THE TASK: Write out, word for word, every line from the one containing "Task: mark one point on every instance of the white coat" through the last line of the records below, both ends included.

EXTRACTED INFORMATION:

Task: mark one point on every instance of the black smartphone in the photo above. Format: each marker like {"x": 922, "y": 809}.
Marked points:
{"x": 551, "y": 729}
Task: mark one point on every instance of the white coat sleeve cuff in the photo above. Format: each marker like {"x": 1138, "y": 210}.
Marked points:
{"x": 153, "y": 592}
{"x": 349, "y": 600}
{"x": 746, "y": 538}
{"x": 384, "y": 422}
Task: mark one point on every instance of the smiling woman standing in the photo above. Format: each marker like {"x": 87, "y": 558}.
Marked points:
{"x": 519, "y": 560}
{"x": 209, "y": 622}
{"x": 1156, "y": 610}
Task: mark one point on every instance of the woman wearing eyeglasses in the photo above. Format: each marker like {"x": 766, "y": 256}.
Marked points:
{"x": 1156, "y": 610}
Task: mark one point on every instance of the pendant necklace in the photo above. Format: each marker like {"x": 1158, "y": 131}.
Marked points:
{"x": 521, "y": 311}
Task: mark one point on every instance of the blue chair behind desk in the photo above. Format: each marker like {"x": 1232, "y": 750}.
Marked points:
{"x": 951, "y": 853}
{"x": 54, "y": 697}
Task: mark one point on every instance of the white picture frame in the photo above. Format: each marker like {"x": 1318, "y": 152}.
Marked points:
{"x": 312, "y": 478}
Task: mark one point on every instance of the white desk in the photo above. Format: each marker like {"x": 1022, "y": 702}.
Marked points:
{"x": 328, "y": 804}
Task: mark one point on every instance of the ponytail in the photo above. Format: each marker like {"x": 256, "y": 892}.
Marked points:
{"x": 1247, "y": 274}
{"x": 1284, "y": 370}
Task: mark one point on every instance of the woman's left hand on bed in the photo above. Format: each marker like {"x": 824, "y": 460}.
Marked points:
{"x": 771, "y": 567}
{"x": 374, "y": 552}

OUTPUT:
Task: mark one point on every instance of the white coat sleeve cuff in the photo above. Format: each marker like {"x": 1138, "y": 210}.
Marked points:
{"x": 153, "y": 592}
{"x": 349, "y": 600}
{"x": 746, "y": 538}
{"x": 384, "y": 422}
Task: mark one point on every instance of the smiling woman standing in the photo above. Format: each marker like {"x": 87, "y": 558}.
Marked points:
{"x": 519, "y": 560}
{"x": 209, "y": 622}
{"x": 1156, "y": 610}
Task: mark one point on every instance of the woman wearing eyeglasses in the photo above. Format: each marker like {"x": 766, "y": 256}.
Marked points:
{"x": 1156, "y": 610}
Task: mark one point on every instance of the pendant necklace in the photo above. Format: each marker like {"x": 1158, "y": 131}.
Marked points:
{"x": 521, "y": 311}
Task: mark one point on every instance of the blue chair behind desk in the photo above. Format: each marker like {"x": 1232, "y": 750}.
Marked points:
{"x": 951, "y": 853}
{"x": 54, "y": 697}
Task: mark one point on every instance of the white picture frame in the photo above. Format: each marker like {"x": 1318, "y": 152}.
Marked points:
{"x": 312, "y": 478}
Task: mark one point on every instance of the white desk in the photo above. Format: each marker like {"x": 1022, "y": 702}.
Marked points:
{"x": 328, "y": 804}
Task: mark one point on every instance of the ponytail in the photo above. Format: each marker like {"x": 256, "y": 892}.
Marked points:
{"x": 1247, "y": 274}
{"x": 1284, "y": 370}
Task: mark one point on every instance of the woman's left hand on bed in the photo above. Format: each marker like {"x": 824, "y": 460}.
Marked points:
{"x": 771, "y": 567}
{"x": 374, "y": 552}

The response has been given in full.